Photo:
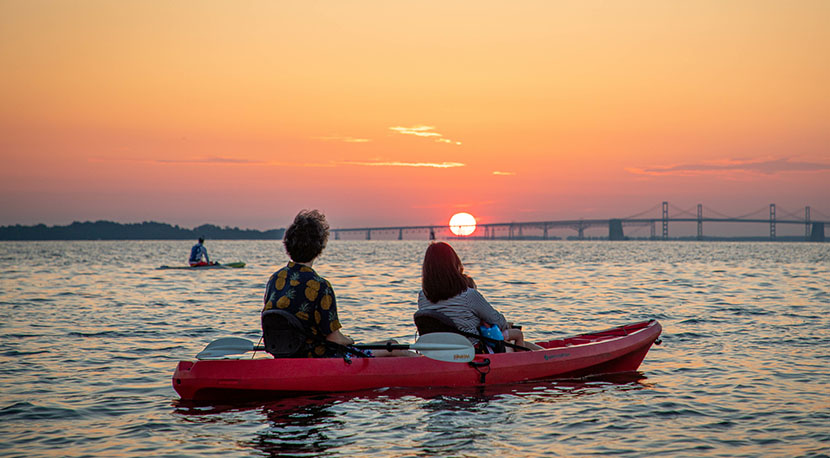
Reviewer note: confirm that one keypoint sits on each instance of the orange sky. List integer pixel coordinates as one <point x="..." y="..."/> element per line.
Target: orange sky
<point x="396" y="113"/>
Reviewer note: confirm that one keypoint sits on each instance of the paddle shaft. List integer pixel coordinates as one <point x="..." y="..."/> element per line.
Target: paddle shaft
<point x="389" y="346"/>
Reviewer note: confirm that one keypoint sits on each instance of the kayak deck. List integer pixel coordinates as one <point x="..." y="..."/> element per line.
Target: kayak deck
<point x="619" y="349"/>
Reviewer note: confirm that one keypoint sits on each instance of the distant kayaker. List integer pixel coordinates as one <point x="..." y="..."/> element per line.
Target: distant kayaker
<point x="447" y="289"/>
<point x="197" y="253"/>
<point x="298" y="289"/>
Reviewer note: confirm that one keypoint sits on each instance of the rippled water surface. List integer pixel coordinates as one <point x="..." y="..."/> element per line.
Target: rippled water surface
<point x="90" y="333"/>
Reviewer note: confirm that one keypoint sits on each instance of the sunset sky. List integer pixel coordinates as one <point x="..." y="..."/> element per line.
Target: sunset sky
<point x="241" y="113"/>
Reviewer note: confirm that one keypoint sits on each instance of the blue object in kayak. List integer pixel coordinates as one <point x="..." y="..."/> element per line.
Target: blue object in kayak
<point x="492" y="332"/>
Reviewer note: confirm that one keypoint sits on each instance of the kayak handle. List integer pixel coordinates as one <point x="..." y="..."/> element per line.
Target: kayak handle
<point x="478" y="366"/>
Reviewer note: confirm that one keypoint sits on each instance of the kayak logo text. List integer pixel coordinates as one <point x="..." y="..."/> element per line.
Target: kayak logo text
<point x="560" y="355"/>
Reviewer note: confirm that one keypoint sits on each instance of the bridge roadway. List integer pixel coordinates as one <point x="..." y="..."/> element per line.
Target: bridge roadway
<point x="814" y="230"/>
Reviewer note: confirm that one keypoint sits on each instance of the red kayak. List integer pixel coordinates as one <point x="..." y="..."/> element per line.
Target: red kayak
<point x="619" y="349"/>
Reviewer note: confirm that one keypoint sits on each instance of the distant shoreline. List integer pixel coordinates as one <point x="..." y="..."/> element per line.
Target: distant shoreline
<point x="108" y="230"/>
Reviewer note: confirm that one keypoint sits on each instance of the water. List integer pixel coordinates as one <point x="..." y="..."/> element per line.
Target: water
<point x="90" y="333"/>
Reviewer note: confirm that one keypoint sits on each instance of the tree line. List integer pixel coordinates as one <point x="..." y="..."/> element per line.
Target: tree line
<point x="108" y="230"/>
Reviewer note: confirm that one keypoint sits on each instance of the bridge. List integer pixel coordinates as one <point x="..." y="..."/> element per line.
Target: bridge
<point x="813" y="228"/>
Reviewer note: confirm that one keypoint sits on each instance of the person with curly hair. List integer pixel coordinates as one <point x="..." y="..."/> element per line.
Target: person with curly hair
<point x="299" y="290"/>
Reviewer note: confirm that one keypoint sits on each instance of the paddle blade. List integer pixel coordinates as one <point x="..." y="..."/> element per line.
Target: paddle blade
<point x="225" y="347"/>
<point x="445" y="346"/>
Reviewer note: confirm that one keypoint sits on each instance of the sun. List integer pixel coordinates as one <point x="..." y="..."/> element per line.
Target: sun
<point x="462" y="224"/>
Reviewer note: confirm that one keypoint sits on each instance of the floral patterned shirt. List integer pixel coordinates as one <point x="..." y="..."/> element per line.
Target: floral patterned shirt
<point x="310" y="297"/>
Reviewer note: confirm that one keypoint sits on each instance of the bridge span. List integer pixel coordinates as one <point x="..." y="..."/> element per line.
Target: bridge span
<point x="814" y="230"/>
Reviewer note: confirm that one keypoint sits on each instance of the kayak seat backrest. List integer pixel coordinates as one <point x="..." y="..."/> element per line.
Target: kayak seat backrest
<point x="283" y="334"/>
<point x="428" y="321"/>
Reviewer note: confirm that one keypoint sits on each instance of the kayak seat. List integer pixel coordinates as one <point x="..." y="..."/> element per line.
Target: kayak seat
<point x="428" y="321"/>
<point x="283" y="334"/>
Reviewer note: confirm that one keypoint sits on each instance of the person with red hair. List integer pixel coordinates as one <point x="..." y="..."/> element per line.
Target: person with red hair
<point x="447" y="289"/>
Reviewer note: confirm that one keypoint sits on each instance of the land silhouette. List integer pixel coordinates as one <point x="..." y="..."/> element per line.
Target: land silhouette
<point x="108" y="230"/>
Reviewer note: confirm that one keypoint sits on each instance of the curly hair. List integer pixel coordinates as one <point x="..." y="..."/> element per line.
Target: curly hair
<point x="305" y="239"/>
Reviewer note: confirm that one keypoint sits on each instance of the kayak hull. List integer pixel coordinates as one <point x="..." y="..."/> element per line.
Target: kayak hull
<point x="619" y="349"/>
<point x="229" y="265"/>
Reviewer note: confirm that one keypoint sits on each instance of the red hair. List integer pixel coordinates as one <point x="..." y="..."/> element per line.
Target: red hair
<point x="443" y="274"/>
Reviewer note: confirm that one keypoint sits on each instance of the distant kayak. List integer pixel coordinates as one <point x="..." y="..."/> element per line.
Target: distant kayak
<point x="229" y="265"/>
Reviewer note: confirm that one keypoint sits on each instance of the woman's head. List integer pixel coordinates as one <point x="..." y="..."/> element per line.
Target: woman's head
<point x="443" y="274"/>
<point x="305" y="239"/>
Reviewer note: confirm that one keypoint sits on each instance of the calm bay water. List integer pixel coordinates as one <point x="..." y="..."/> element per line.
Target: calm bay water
<point x="90" y="333"/>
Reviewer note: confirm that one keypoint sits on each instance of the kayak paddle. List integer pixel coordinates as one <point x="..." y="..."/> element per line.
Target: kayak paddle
<point x="441" y="346"/>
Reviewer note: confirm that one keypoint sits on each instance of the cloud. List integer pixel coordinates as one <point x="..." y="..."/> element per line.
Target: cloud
<point x="208" y="160"/>
<point x="438" y="165"/>
<point x="424" y="131"/>
<point x="344" y="139"/>
<point x="752" y="166"/>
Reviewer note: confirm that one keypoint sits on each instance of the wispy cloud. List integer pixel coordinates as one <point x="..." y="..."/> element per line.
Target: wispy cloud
<point x="424" y="131"/>
<point x="209" y="160"/>
<point x="438" y="165"/>
<point x="751" y="166"/>
<point x="344" y="139"/>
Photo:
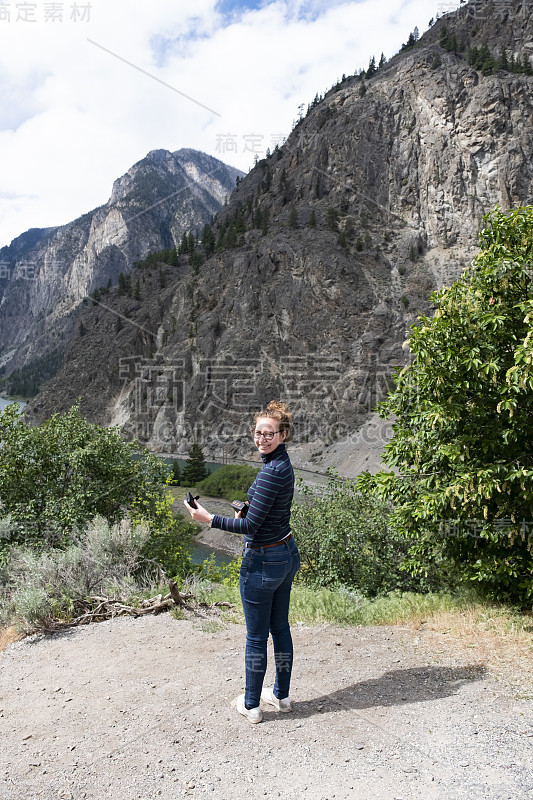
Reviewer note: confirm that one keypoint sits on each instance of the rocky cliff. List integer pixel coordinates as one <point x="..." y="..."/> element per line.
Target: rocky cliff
<point x="45" y="274"/>
<point x="324" y="254"/>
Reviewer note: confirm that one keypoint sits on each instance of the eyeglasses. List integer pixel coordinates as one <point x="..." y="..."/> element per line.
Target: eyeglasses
<point x="268" y="435"/>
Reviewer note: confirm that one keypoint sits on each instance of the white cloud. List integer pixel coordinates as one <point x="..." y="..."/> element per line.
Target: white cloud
<point x="75" y="117"/>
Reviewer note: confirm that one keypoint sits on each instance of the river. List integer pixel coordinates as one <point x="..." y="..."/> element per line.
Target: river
<point x="6" y="402"/>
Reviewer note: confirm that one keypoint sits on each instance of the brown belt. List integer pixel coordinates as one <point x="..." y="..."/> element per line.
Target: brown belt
<point x="274" y="544"/>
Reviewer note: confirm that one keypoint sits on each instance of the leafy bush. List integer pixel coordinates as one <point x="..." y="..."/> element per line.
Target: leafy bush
<point x="105" y="560"/>
<point x="345" y="539"/>
<point x="57" y="476"/>
<point x="231" y="482"/>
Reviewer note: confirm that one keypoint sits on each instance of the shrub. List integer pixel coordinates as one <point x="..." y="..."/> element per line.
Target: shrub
<point x="231" y="482"/>
<point x="104" y="560"/>
<point x="345" y="539"/>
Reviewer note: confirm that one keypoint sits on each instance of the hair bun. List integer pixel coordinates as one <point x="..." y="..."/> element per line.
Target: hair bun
<point x="281" y="408"/>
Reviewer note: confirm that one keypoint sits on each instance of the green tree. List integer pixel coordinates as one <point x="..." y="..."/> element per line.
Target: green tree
<point x="195" y="469"/>
<point x="57" y="476"/>
<point x="463" y="439"/>
<point x="345" y="539"/>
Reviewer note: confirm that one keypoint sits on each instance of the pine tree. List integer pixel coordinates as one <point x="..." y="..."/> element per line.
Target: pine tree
<point x="195" y="469"/>
<point x="371" y="67"/>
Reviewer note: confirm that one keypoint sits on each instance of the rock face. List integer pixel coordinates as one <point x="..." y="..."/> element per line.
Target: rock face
<point x="326" y="252"/>
<point x="45" y="274"/>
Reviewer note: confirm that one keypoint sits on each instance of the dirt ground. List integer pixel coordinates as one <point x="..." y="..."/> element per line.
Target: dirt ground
<point x="144" y="708"/>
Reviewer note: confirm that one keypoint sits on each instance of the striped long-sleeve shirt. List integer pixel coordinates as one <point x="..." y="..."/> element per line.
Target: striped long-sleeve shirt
<point x="270" y="497"/>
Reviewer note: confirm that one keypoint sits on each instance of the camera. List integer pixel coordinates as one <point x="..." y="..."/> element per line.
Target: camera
<point x="190" y="500"/>
<point x="237" y="505"/>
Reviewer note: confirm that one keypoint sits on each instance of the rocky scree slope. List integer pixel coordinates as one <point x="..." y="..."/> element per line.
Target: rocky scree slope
<point x="324" y="255"/>
<point x="47" y="273"/>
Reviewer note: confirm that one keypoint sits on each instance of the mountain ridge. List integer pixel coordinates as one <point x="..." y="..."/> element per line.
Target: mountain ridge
<point x="325" y="254"/>
<point x="48" y="272"/>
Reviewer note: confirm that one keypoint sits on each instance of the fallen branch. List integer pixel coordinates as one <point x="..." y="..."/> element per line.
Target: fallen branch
<point x="109" y="608"/>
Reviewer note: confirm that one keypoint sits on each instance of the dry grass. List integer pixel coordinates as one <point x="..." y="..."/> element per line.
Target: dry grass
<point x="500" y="638"/>
<point x="7" y="636"/>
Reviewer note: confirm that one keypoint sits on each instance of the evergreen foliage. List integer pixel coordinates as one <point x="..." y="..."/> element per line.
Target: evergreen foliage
<point x="28" y="380"/>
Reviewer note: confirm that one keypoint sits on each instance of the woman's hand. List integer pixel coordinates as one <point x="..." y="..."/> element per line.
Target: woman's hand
<point x="199" y="514"/>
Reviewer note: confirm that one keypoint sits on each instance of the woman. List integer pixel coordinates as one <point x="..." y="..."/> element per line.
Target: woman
<point x="270" y="562"/>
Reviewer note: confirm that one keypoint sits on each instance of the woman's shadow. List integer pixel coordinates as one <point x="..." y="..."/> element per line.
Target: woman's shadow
<point x="398" y="687"/>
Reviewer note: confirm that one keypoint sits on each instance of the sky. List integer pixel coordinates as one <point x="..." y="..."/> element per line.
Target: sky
<point x="89" y="88"/>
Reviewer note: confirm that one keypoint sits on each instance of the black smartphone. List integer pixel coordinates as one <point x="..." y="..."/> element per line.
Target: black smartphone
<point x="191" y="501"/>
<point x="237" y="505"/>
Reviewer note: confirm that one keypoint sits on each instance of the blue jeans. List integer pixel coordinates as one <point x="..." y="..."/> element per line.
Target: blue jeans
<point x="265" y="582"/>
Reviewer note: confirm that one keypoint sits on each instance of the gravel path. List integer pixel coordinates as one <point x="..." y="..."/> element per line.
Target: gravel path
<point x="142" y="708"/>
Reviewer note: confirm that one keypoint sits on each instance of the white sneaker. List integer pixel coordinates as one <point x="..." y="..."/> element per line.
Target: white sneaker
<point x="280" y="705"/>
<point x="251" y="714"/>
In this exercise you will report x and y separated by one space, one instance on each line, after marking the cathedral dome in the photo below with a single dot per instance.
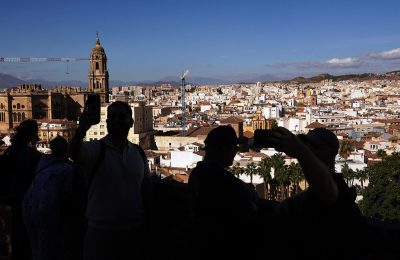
98 50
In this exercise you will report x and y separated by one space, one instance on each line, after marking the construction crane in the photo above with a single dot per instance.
30 59
183 78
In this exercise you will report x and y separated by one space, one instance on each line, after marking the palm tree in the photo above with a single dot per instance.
281 173
362 176
381 153
346 147
296 176
348 174
237 170
265 172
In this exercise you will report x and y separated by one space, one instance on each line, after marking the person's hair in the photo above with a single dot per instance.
24 132
120 104
59 146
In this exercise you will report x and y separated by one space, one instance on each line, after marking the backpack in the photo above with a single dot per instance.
8 179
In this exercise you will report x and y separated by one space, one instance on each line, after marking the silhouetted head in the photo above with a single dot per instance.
221 145
324 144
119 119
26 133
59 147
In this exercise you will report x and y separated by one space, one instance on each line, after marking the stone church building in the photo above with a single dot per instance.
32 101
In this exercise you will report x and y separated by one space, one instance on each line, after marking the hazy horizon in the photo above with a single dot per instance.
225 40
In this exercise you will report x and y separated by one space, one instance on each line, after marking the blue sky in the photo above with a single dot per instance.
149 39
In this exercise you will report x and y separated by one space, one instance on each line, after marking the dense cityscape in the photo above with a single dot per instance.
171 121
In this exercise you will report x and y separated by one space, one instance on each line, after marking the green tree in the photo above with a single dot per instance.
381 153
274 124
381 199
236 170
296 176
346 147
348 174
281 174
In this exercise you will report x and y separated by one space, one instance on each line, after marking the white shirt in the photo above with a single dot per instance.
114 199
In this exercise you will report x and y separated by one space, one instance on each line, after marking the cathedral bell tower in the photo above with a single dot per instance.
98 73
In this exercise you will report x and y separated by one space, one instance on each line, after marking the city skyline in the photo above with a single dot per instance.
153 40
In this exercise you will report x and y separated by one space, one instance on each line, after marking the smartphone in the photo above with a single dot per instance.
92 108
261 138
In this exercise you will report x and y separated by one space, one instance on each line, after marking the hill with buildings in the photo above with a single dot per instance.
395 75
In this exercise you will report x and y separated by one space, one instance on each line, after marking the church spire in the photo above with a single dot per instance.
97 38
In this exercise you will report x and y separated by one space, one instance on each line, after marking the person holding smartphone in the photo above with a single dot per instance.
117 193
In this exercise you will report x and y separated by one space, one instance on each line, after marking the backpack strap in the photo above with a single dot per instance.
99 158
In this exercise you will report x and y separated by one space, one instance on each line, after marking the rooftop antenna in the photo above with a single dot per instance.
183 79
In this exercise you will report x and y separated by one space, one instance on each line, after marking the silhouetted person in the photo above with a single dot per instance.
23 160
117 194
46 204
224 207
325 215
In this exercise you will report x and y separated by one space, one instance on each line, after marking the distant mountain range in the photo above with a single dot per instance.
355 77
7 80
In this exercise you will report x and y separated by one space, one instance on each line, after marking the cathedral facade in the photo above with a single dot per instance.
32 101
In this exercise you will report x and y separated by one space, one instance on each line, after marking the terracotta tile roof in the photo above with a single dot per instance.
201 153
199 131
248 134
151 154
315 125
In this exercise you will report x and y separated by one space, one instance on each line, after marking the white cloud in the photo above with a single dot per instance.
387 55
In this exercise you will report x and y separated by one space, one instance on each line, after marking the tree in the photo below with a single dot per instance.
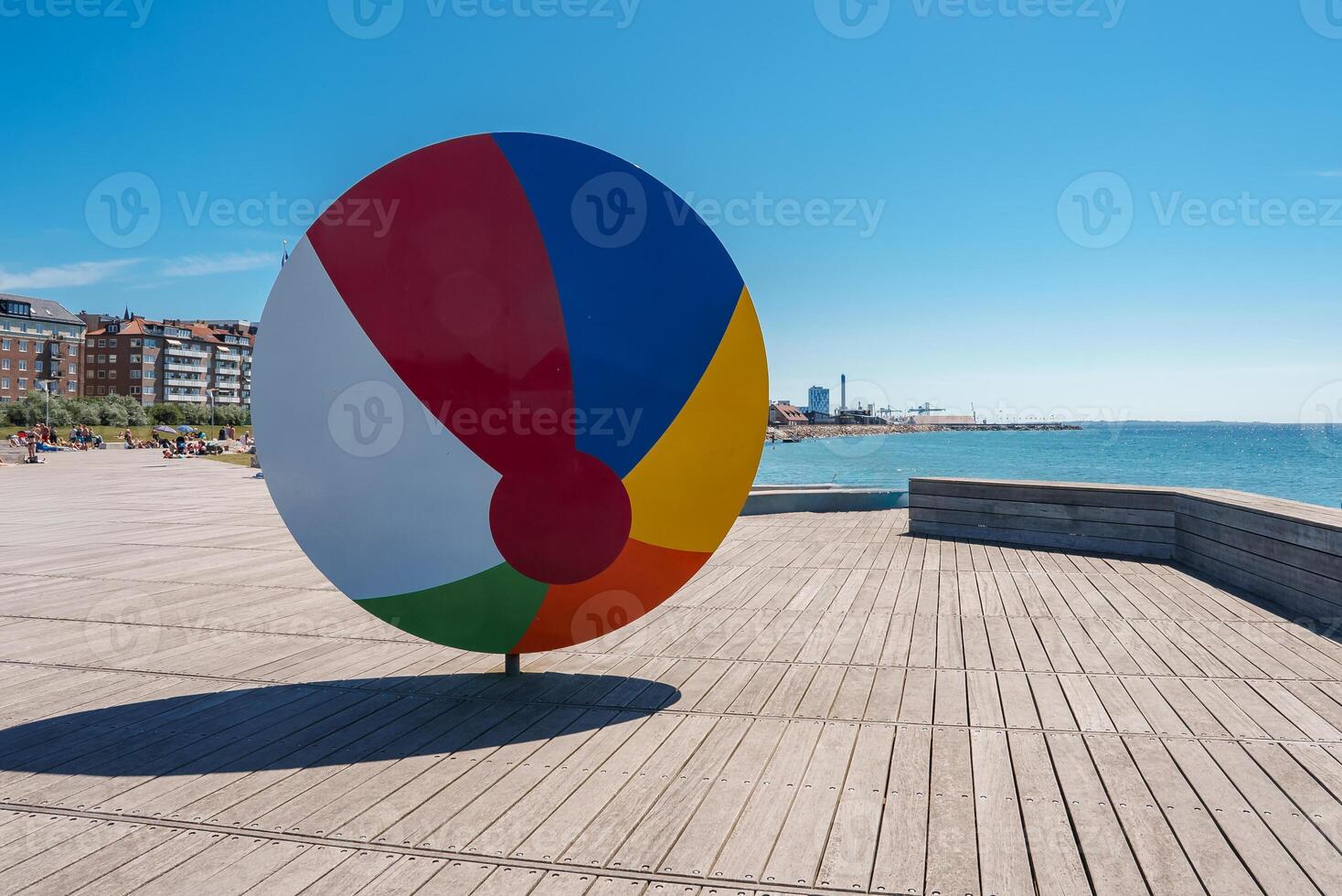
86 412
195 415
165 415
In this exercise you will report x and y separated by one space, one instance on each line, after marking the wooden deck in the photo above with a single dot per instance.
832 704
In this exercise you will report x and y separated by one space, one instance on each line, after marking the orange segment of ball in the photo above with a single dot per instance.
639 580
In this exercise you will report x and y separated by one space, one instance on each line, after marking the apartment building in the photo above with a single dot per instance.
169 361
39 347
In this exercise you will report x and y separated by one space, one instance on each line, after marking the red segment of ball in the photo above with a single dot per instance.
562 520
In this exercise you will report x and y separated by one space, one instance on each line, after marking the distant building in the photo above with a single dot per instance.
785 415
169 361
817 400
39 344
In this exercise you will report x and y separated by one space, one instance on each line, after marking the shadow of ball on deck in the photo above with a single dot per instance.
325 723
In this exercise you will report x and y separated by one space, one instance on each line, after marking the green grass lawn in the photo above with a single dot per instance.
113 433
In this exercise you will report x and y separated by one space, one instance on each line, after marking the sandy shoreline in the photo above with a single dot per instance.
800 432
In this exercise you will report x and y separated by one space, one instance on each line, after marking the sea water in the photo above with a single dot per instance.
1294 462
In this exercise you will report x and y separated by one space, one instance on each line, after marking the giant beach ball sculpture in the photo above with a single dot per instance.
509 393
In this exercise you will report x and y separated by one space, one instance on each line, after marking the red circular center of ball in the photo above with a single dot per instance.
562 520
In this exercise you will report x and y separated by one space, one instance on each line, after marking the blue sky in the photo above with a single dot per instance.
1043 207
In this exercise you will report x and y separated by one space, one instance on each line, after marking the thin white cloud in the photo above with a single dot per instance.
62 275
207 264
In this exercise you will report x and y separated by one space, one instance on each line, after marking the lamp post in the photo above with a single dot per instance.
46 389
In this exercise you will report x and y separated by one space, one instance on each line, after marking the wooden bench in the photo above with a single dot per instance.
1281 550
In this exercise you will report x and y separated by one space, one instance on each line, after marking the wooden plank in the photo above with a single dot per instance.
1003 855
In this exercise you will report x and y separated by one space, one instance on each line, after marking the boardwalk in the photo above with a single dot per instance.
831 706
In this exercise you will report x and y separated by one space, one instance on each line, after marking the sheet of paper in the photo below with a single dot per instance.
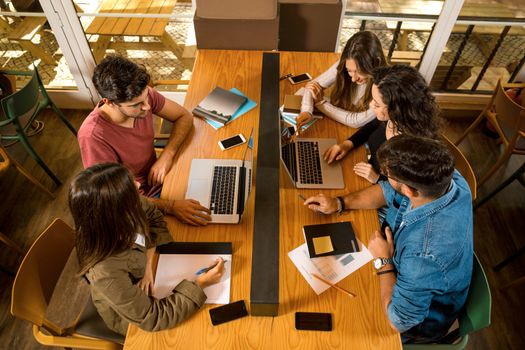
332 268
246 107
173 268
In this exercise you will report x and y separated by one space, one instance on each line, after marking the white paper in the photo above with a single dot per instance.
332 268
173 268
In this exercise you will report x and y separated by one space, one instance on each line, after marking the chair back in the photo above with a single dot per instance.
39 272
510 115
476 312
463 166
24 100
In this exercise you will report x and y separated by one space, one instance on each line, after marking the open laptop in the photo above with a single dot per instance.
304 163
222 185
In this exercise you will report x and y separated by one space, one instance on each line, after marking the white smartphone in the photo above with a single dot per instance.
232 142
296 79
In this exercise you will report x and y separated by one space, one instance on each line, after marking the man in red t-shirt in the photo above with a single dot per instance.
120 130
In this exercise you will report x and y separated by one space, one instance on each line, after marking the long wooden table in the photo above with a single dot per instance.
358 323
109 27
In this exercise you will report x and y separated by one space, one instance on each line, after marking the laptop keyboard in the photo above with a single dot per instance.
309 162
223 190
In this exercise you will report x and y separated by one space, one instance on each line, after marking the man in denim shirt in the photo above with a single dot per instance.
424 265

-------------------------

Goal of the exercise:
Return, unchanged, the run of lines above that opens with the line containing "Target: black smartphone" and closes with the line containing "the blue jeans.". Include both.

Problem solution:
Target: black smartphone
<point x="191" y="501"/>
<point x="237" y="505"/>
Reviewer note: confirm that one keypoint sits on each instance of the blue jeans. List integer pixel coordinates as one <point x="..." y="..."/> element per line.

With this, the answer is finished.